• [Work to complete] Continue the article on whole-food plant-based eating, starting after its final paragraph.

• [Source text]
------------------------------------
Fruit and vegetables are full of antioxidants, vitamins, minerals, fibre and phytochemicals, which work together to keep us well, says Newman, who explains that while tens of thousands of phytochemicals have been discovered, there are still many that haven’t and scientists are only just beginning to understand what these abundant veggie chemicals can do for human health.
One well-known phytochemical is carotenoids – found in brightly coloured fruit and veg like tomatoes, carrots and peppers – which have anti-inflammatory and immune system benefits.
Inflammation is linked to many diseases, infections and even ageing, says Newman, who points out that the Dietary Inflammatory Index, which looked at 1,943 studies, found fruit, veg and fibre were consistently anti-inflammatory. Excess calories, trans fats and saturated fats – often found in processed foods – had the opposite effect.
“Having read through a lot of different data, I began to realise the pattern of eating which consistently showed benefit for humans was a lifestyle rich in fruits, vegetables, whole grains and pulses,” says Newman.
She had raised cholesterol and aching knees herself, and a family history of heart disease, and admits: “I’d resigned myself to thinking this was my genetic destiny. Thankfully, after switching to a WFPB diet, my cholesterol normalised and my knee aches resolved. I’ve seen similar patterns of improvement for my patients – people with high blood pressure and inflammatory arthritis improving dramatically having made the switch. It’s not the entire solution, but a dietary change made more of a difference to my patient’s symptoms than I could have imagined.” What’s the difference between a WFPB diet and veganism?
Veganism and vegetarianism often focuses on what ‘not’ to eat, but people following these diets may still eat processed foods, or not actually consume that many wholefoods. A WFPB diet focuses on maximising fruits, veggies, pulses and grains, with an emphasis on variety.
------------------------------------
• [Data excerpts]
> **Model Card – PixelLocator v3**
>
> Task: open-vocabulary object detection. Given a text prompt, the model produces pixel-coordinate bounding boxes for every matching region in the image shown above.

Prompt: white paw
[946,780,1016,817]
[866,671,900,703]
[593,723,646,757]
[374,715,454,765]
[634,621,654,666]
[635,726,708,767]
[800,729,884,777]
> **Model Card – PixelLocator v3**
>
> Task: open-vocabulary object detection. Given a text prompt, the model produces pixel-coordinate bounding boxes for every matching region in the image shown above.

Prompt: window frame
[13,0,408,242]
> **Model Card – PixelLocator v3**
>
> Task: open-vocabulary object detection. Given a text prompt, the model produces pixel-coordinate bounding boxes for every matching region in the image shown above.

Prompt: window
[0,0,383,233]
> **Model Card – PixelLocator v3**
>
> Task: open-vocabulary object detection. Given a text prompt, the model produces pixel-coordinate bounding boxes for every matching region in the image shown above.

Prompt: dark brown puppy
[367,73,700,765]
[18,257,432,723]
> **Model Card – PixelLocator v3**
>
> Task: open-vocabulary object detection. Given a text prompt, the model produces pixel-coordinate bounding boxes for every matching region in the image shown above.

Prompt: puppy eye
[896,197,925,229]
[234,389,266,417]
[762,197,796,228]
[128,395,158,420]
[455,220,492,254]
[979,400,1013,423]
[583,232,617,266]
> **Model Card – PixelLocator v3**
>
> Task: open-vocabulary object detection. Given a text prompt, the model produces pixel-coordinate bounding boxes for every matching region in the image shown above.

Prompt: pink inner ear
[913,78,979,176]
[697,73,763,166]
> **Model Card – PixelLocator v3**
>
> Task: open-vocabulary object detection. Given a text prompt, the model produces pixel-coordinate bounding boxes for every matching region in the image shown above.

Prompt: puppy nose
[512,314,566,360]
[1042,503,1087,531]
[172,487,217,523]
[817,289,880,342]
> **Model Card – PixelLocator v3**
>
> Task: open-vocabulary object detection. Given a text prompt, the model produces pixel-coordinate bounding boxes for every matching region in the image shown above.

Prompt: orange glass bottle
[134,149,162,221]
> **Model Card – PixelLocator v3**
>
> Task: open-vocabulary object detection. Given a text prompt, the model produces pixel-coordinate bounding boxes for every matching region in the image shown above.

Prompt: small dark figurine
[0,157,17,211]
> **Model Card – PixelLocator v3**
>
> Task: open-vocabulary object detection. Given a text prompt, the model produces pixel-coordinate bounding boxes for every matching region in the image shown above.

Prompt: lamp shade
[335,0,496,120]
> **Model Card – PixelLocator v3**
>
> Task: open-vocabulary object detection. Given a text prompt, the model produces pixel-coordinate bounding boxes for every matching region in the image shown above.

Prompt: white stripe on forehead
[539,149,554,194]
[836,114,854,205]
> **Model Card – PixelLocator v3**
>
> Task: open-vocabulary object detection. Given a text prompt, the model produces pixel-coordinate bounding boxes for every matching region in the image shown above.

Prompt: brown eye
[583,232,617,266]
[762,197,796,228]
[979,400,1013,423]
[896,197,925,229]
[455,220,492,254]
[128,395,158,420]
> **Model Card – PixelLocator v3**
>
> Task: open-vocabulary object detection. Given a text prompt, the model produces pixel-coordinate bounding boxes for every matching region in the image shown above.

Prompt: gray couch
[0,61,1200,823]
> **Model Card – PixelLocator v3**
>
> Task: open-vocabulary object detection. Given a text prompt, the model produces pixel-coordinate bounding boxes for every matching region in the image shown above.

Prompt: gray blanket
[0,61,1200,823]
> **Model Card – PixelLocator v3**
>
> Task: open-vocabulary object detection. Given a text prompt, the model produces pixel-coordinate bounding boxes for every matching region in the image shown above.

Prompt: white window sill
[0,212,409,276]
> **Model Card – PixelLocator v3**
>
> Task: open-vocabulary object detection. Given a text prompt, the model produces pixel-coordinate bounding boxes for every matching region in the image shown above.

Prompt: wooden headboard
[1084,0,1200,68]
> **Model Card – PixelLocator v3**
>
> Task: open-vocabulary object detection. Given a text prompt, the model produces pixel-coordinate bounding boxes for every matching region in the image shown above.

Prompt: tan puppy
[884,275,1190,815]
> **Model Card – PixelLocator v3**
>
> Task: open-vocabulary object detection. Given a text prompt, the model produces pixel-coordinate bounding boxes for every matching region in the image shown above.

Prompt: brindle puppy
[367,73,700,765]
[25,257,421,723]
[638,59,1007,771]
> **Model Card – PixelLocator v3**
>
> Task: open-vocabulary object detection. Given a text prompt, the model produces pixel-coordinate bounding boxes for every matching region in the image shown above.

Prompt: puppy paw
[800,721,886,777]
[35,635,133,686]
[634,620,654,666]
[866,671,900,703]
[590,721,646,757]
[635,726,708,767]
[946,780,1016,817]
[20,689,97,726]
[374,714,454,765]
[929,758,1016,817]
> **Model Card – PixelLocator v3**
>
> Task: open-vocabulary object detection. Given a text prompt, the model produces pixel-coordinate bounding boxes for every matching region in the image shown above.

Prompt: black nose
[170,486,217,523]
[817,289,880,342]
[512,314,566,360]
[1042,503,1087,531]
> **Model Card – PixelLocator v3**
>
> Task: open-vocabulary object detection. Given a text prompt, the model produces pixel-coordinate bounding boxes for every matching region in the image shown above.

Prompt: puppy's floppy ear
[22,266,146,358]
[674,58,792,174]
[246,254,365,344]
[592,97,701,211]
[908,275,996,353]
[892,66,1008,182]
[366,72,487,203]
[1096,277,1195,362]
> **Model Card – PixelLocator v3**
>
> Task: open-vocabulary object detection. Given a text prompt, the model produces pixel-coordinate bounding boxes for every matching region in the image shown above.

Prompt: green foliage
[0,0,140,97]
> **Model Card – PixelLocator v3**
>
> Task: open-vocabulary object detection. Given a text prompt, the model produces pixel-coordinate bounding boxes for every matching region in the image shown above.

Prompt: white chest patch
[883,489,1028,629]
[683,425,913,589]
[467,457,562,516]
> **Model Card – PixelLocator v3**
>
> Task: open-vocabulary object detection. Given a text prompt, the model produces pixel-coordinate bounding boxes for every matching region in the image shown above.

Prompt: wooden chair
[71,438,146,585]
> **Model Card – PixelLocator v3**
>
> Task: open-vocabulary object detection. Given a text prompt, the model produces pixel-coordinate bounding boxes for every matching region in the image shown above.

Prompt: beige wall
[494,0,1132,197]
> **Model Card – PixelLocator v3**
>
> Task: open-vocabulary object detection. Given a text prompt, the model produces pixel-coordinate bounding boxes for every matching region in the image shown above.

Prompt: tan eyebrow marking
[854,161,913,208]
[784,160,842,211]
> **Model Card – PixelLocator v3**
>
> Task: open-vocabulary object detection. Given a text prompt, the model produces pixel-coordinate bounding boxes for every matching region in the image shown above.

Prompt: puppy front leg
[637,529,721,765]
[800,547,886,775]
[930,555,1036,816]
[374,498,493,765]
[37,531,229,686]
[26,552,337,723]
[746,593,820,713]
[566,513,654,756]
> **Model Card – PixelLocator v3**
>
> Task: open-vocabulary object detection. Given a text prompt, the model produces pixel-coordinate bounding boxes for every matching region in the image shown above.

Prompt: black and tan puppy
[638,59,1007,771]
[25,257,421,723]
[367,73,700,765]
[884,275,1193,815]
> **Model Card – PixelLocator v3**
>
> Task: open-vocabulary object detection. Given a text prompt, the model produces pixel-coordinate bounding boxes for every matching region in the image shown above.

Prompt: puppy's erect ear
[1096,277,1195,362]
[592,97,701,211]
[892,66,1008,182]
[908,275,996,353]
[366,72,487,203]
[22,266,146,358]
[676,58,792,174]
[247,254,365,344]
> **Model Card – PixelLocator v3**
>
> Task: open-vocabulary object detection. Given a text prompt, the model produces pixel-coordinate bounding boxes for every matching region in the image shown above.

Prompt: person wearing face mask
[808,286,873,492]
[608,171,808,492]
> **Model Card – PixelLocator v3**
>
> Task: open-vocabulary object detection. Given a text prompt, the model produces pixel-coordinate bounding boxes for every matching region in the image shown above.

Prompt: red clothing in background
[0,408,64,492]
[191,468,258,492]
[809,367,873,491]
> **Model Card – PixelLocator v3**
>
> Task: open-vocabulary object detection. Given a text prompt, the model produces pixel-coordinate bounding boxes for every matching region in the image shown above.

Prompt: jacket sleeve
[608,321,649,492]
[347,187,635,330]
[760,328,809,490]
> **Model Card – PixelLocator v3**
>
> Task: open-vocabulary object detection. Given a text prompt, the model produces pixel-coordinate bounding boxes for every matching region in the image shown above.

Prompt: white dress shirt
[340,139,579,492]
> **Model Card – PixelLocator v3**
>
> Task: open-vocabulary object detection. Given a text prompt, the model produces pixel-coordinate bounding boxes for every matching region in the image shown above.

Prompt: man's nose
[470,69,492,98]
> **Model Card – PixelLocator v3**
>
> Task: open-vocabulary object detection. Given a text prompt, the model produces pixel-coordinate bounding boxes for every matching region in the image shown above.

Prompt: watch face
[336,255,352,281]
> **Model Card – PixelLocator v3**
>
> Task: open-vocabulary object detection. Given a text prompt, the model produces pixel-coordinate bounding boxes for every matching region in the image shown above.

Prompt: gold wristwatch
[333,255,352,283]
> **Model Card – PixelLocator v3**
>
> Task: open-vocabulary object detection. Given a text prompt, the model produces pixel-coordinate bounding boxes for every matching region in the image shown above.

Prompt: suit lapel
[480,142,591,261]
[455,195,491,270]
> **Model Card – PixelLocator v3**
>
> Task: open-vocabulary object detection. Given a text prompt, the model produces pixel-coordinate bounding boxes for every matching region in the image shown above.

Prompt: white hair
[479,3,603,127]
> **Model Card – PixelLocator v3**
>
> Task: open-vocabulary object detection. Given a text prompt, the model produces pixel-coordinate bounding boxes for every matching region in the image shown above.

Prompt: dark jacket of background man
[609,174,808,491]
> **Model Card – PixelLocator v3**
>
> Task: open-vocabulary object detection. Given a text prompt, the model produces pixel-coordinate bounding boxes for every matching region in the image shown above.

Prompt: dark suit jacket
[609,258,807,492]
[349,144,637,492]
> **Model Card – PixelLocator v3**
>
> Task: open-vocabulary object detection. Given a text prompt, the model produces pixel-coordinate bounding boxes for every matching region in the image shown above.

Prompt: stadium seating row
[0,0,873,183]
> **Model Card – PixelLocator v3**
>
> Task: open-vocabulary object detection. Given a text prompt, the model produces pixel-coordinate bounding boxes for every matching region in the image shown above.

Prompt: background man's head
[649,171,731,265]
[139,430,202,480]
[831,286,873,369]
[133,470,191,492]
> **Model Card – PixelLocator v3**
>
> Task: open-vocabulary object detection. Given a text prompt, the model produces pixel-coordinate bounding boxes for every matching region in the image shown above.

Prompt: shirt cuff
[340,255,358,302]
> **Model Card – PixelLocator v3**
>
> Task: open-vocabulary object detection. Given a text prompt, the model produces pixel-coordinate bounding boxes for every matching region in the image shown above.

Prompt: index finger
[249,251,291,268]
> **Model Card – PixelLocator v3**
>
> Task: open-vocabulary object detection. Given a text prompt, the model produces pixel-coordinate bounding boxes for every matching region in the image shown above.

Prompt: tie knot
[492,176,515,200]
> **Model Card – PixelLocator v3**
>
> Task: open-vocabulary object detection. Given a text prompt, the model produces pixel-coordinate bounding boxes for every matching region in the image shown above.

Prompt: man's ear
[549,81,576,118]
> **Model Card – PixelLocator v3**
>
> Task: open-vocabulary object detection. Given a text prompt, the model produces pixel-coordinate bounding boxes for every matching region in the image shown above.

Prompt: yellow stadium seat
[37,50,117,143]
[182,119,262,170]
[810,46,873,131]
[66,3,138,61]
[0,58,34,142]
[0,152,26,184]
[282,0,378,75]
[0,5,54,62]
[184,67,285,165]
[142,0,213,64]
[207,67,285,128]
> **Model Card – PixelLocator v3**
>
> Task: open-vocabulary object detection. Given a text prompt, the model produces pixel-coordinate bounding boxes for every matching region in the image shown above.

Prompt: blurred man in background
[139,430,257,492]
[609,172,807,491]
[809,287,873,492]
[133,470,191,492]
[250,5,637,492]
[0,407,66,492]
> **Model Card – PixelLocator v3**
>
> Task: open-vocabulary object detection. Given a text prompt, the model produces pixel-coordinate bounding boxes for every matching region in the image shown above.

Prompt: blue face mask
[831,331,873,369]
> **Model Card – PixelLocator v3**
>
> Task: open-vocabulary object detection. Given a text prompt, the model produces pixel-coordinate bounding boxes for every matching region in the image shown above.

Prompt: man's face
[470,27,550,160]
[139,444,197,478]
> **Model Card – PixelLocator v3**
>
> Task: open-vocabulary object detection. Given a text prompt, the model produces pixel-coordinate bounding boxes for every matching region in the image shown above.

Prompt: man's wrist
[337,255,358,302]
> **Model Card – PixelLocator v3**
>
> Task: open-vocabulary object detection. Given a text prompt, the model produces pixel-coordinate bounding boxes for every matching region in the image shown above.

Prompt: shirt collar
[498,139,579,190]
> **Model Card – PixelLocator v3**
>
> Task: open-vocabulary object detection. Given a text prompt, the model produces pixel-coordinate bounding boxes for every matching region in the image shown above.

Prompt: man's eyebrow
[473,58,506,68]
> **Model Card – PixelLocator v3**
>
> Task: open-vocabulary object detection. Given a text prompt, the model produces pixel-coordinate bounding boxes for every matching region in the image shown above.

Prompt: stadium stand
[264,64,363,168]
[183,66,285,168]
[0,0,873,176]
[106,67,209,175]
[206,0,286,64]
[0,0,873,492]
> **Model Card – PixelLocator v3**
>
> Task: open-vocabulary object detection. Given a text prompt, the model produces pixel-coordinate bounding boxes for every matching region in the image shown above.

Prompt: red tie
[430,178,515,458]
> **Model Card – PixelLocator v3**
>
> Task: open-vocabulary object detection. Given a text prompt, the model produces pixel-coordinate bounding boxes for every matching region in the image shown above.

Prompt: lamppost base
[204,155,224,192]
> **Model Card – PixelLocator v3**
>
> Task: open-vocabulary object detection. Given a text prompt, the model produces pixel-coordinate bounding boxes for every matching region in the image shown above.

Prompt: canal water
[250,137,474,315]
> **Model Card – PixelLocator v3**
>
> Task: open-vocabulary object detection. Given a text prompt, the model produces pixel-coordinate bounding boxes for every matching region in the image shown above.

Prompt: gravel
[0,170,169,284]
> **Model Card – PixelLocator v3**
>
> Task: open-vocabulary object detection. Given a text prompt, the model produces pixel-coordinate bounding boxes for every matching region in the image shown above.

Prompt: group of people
------------------------------------
• [Reply]
“A vegan may not eat a WFPB diet, and a person eating a WFPB diet may still wear leather,” she explains. “Historically, populations that are ethical vegans benefited from reduced rates of obesity, diabetes and heart disease. With vegan junk food on the rise though, veganism doesn’t have to always be healthy.” Can you eat any meat, fish and dairy in a WFPB diet?
“Generally speaking, no,” says Newman. “But if you do decide to include it, then meat is very much a ‘condimeat’ rather than the main attraction.” She points out that previous generations ate far less meat than people today, and that it’s recommended we eat no more than 70g of red meat a day – less than one sausage.
“My family all eat a plant-based diet, including some processed foods, because I think it’s useful not to have a mindset where you feel restricted in what you eat,” she says. “For general health, eating whole foods and mostly plants is a great principle, but your underlying health goals will help you decide how often you want to eat foods higher in energy and lower in nutrients.” It’s hard for people to change their diet permanently – will just adding more WFPB foods gradually still help?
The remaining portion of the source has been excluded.